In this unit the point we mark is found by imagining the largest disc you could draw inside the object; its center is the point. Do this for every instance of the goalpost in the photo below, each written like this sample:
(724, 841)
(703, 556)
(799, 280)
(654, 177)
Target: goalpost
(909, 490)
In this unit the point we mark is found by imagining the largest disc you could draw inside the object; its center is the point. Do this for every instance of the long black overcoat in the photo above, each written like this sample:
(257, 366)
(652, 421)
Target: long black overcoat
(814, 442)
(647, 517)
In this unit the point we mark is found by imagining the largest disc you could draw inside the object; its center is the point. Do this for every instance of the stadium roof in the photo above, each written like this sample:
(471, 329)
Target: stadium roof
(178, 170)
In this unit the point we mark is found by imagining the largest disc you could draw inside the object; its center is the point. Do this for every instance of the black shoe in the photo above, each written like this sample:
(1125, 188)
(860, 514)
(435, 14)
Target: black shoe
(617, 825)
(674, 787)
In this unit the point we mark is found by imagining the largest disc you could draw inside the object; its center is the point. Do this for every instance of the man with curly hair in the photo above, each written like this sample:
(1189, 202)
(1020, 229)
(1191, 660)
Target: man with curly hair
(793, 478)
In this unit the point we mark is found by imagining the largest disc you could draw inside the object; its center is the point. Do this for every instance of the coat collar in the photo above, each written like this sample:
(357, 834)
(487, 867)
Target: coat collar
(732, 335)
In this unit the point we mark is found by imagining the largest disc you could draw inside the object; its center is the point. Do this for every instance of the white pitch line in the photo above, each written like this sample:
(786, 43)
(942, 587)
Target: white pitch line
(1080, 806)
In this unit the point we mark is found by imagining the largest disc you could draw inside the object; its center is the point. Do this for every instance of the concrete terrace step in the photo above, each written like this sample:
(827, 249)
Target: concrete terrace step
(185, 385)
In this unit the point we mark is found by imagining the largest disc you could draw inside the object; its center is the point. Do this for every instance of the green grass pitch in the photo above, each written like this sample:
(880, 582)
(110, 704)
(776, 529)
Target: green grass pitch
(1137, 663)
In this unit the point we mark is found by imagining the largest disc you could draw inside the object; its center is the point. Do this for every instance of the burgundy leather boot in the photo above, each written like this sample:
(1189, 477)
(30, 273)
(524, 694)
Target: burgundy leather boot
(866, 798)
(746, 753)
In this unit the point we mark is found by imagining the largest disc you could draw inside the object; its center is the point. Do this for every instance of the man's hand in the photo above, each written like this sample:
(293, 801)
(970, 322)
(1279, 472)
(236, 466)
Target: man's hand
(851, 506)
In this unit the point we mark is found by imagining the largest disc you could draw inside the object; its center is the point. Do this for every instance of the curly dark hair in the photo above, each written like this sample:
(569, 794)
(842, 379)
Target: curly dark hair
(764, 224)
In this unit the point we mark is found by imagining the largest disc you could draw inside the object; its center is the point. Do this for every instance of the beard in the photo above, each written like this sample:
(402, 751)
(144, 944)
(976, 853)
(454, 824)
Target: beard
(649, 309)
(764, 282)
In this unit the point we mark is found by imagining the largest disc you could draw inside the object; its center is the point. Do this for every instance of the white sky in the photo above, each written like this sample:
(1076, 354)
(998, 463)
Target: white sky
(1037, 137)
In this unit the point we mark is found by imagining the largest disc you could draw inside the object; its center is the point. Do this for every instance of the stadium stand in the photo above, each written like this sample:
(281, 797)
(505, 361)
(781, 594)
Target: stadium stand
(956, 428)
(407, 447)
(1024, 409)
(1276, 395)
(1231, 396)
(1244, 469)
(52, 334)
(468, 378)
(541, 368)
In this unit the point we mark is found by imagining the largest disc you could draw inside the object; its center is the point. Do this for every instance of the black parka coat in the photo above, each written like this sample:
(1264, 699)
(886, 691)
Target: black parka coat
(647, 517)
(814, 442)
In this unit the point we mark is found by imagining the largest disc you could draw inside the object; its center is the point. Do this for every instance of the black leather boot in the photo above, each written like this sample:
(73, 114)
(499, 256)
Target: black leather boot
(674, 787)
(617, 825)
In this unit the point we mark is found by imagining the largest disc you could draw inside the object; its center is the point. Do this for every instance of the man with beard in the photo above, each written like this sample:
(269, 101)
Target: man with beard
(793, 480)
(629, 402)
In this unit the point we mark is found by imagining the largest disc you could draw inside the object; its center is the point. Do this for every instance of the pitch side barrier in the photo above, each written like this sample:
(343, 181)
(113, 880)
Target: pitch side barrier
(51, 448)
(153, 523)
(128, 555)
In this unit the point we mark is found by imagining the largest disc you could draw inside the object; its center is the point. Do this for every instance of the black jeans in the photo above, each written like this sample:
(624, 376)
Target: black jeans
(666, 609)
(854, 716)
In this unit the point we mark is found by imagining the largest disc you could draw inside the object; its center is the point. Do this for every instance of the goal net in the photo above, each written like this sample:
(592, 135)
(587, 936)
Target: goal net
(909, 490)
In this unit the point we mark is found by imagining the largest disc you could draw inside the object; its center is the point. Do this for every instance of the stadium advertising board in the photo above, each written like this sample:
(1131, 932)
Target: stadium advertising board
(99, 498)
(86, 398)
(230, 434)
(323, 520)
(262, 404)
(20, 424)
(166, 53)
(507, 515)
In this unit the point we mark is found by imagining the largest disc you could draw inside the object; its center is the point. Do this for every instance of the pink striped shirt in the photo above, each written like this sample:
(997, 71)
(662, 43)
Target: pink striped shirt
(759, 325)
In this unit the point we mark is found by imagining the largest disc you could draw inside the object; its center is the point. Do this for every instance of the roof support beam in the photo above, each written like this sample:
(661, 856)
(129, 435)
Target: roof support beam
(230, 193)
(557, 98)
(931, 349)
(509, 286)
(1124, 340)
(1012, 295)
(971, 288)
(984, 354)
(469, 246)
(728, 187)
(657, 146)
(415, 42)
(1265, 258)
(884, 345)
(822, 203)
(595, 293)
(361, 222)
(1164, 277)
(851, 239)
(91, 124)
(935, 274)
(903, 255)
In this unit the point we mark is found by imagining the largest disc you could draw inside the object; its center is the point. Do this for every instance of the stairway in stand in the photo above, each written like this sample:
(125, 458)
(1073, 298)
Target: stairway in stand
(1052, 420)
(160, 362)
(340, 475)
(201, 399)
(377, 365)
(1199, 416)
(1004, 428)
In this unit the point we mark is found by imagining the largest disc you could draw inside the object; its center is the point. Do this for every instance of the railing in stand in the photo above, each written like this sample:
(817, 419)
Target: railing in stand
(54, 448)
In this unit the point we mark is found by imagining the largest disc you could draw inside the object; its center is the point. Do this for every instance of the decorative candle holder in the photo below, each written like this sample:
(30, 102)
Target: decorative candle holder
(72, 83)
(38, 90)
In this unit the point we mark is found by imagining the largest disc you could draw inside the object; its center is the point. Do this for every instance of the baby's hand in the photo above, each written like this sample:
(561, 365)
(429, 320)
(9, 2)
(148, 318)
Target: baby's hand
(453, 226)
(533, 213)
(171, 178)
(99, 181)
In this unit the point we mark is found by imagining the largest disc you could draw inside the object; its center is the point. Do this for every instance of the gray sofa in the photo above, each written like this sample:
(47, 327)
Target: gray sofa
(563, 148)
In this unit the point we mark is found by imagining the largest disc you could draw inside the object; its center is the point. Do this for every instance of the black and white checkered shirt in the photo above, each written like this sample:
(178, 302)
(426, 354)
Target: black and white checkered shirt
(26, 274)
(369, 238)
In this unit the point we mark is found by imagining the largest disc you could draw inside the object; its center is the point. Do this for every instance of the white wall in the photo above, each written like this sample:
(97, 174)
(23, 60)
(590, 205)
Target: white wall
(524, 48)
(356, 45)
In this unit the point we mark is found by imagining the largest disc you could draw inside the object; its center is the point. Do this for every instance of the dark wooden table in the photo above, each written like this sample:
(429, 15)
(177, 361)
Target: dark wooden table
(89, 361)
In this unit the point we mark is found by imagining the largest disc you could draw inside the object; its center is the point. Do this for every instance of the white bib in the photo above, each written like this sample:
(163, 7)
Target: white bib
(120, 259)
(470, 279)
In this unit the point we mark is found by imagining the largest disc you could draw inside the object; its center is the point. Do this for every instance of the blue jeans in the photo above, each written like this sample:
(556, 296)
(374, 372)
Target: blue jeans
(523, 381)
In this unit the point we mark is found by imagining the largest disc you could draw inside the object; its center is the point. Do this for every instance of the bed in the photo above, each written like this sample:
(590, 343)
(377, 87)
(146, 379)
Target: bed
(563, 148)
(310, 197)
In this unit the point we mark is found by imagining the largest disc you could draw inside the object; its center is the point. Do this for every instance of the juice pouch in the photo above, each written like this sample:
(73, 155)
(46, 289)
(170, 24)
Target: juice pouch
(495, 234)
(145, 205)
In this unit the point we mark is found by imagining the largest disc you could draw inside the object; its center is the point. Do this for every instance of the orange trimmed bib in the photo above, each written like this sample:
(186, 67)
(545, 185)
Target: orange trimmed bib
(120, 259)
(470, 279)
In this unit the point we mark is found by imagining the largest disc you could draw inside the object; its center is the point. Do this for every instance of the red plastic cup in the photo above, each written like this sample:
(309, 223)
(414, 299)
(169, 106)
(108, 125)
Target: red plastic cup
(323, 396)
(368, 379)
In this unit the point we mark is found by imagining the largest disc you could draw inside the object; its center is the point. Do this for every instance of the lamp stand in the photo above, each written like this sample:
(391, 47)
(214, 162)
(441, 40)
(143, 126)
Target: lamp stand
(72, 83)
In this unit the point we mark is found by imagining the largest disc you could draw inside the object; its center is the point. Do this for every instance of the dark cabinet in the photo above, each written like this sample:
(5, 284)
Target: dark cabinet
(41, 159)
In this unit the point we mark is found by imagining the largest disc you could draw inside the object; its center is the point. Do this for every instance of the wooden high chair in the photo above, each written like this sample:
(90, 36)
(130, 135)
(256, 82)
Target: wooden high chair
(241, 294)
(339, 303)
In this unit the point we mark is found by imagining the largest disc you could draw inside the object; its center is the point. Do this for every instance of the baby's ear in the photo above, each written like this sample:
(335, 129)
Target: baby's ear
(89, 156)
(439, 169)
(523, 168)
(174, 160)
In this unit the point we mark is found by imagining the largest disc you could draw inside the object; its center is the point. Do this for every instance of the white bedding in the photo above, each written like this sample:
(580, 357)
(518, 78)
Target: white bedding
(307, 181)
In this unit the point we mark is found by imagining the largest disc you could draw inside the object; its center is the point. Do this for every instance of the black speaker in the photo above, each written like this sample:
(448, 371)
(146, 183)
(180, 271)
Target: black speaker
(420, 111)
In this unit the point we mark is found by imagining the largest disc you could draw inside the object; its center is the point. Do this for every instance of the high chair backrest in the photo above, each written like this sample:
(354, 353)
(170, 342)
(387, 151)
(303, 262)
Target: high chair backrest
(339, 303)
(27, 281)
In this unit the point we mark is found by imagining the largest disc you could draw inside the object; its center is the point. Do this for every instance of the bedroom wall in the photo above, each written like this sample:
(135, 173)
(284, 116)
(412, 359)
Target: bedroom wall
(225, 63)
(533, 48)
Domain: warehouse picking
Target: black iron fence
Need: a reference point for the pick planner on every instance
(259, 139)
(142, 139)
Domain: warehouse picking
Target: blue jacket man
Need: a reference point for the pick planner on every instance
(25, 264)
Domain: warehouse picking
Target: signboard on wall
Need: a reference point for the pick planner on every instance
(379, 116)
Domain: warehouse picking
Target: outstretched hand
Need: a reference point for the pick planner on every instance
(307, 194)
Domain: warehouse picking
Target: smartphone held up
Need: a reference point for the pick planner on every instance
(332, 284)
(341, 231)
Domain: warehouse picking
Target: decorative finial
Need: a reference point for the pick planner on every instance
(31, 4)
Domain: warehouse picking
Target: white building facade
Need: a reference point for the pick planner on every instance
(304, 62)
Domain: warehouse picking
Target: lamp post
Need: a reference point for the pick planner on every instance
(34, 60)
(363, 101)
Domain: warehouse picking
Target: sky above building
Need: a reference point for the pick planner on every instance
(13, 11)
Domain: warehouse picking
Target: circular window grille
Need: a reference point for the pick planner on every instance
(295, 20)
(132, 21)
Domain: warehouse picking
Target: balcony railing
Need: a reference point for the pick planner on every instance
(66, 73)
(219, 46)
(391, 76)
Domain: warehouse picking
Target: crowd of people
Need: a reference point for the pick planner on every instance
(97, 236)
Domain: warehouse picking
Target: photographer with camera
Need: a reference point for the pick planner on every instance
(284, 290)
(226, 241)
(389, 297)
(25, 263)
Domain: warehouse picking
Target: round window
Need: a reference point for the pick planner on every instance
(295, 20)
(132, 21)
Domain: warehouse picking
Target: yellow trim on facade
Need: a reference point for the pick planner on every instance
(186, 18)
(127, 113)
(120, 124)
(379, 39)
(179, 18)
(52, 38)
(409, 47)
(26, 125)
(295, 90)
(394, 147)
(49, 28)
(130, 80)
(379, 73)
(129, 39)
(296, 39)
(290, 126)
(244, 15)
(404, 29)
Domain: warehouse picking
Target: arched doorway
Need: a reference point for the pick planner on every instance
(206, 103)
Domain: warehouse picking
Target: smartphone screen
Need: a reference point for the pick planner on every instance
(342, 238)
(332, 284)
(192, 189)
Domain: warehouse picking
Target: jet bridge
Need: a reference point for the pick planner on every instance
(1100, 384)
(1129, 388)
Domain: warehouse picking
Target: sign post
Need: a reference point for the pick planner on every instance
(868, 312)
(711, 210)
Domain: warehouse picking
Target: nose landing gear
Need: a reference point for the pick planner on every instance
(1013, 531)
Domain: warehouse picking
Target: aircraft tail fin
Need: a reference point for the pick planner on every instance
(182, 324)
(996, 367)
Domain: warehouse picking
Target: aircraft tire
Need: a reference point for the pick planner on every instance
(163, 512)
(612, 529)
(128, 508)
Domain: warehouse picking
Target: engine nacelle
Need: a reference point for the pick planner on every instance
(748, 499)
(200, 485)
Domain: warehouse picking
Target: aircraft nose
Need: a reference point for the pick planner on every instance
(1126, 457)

----------------

» **Task details**
Find every line in the material that contains the word "sofa" and copy each one.

» **Response to this exercise**
In this unit the point we mark is found by imagining the largest disc you could draw inside the object; its center is the point. Do this for every instance of the gray sofa in the photo above, each written like this sample:
Target: gray sofa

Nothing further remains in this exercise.